* EXERCISE:
In the records below, find the line containing "find the red leather seat"; copy exactly that line and all lines after it to the end, and nothing else.

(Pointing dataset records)

+++

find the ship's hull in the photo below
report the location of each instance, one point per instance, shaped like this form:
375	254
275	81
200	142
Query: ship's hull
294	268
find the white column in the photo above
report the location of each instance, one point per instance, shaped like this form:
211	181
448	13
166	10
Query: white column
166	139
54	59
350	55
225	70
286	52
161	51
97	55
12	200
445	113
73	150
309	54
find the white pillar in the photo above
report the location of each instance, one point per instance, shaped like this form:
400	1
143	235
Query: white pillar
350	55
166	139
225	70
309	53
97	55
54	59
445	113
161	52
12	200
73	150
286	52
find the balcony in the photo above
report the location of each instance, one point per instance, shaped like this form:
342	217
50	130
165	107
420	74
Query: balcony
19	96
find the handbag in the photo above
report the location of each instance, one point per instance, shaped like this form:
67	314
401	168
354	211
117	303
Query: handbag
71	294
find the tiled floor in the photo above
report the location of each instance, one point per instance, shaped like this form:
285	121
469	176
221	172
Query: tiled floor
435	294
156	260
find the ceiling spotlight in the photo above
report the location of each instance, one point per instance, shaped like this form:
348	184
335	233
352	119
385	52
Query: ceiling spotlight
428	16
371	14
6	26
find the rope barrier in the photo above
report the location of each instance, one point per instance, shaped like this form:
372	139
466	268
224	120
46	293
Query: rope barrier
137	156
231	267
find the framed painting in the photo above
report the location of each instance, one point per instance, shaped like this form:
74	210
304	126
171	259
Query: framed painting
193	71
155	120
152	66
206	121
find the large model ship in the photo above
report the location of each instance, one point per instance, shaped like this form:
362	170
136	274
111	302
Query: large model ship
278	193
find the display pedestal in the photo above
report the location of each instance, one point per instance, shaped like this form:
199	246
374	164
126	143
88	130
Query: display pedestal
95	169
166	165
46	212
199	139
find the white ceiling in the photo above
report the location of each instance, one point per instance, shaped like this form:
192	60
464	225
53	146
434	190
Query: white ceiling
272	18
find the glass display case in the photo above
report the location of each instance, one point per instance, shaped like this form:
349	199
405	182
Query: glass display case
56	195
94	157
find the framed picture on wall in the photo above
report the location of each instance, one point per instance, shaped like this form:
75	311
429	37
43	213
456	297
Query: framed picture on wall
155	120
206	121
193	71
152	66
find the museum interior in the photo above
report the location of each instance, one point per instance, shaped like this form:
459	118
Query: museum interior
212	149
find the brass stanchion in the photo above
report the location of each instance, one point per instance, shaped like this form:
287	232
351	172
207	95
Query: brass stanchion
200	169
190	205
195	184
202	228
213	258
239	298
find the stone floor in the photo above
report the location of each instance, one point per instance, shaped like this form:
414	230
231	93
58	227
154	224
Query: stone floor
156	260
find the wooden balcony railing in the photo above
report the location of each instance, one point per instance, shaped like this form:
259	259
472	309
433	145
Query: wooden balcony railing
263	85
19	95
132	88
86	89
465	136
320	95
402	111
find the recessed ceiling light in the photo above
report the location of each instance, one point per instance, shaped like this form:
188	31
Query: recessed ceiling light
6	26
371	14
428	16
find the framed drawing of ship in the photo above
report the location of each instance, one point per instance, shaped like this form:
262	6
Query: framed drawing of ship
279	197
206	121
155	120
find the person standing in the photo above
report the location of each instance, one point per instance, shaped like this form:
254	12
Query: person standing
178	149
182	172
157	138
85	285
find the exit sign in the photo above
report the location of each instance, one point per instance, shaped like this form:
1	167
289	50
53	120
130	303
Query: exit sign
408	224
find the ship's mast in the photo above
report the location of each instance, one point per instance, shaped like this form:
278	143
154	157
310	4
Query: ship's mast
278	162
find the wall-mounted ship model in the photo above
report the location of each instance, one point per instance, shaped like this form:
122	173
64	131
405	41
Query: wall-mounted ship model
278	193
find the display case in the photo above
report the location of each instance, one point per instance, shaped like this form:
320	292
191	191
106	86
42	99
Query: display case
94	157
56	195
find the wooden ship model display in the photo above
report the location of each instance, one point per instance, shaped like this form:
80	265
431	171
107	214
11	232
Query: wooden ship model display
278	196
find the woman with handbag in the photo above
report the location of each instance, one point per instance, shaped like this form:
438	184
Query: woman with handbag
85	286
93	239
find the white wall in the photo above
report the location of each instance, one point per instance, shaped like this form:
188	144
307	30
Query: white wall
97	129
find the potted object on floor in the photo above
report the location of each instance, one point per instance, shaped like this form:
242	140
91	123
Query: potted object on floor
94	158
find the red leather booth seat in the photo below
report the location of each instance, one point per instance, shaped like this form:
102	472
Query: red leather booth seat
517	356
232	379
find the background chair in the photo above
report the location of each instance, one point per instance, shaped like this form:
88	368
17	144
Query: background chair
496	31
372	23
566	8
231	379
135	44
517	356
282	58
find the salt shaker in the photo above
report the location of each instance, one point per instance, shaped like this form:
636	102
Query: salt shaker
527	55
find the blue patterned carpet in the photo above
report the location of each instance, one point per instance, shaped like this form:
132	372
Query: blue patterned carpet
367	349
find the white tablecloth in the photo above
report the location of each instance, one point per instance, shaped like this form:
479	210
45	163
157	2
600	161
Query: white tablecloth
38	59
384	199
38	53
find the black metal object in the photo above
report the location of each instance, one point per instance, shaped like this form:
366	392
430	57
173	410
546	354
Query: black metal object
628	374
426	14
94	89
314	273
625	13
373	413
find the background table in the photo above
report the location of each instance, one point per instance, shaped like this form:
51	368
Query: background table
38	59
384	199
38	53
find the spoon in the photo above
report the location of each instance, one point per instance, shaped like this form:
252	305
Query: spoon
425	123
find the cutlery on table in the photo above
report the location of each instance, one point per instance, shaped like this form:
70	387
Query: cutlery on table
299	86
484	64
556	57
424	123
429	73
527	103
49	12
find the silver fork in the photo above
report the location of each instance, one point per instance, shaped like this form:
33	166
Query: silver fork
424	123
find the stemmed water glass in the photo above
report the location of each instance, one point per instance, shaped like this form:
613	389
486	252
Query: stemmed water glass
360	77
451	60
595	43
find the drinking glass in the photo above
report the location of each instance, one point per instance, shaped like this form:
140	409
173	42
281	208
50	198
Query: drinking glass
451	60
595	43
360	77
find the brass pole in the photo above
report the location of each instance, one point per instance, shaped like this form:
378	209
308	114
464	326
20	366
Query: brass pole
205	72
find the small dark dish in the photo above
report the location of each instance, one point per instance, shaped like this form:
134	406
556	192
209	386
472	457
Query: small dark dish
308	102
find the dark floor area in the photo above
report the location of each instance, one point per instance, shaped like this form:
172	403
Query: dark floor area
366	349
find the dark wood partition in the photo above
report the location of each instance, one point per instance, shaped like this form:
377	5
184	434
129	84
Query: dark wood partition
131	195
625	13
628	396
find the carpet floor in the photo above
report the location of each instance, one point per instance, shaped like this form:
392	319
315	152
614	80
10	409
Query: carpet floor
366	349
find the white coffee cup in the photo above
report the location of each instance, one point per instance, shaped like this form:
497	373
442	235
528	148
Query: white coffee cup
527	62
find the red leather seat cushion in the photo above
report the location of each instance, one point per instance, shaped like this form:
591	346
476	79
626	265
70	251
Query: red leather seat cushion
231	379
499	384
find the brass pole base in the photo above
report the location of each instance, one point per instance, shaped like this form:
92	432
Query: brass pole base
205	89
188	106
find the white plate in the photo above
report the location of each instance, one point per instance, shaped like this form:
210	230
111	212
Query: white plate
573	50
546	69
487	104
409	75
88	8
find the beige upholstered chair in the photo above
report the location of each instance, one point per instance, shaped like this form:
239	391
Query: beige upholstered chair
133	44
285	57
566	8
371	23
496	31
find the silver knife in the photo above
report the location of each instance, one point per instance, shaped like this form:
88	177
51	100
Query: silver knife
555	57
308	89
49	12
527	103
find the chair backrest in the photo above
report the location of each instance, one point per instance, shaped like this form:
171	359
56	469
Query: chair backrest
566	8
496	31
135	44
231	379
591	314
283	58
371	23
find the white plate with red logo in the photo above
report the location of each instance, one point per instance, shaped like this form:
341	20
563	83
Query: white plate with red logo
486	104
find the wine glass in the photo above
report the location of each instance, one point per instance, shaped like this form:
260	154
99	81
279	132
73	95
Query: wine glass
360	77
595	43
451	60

+++

* OUTPUT FOR THIS EXERCISE:
find the red leather seat cushion in the photo above
report the location of each instance, one point per instance, shaped like this form:
591	346
476	79
626	265
70	251
Query: red leather seat cushion
231	379
499	384
find the brass pole base in the photo above
report the location of each instance, one point per instance, shaped like this form:
92	432
Query: brass pole base
205	89
188	106
find the white plate in the photo above
report the location of each instance, one point per instance, shaped like this form:
210	230
111	212
Query: white plate
573	50
546	69
487	104
409	75
88	8
find the beige upholstered chair in the photo above
report the location of each instance, one point per instance, shaped like this form:
239	391
Query: beige upholstered chair
133	44
285	57
566	8
371	23
496	31
find the silver knife in the photo above
report the location of each instance, one point per instance, shaped like this form:
88	177
51	100
Query: silver knife
555	57
308	89
49	12
527	103
find the chair backrest in the photo above
report the location of each instance, one point per instance, shaped like this form:
171	359
56	469
Query: chair backrest
566	8
496	31
135	44
231	379
591	314
283	58
371	23
find the white plate with red logo in the photo above
report the location of each instance, one point per instance, shaped like this form:
341	20
563	83
Query: white plate with red logo
486	104
find the wine glass in the photo above
report the location of each instance, one point per instance, shaped like this form:
260	154
99	81
279	132
73	95
Query: wine glass
360	77
595	43
451	60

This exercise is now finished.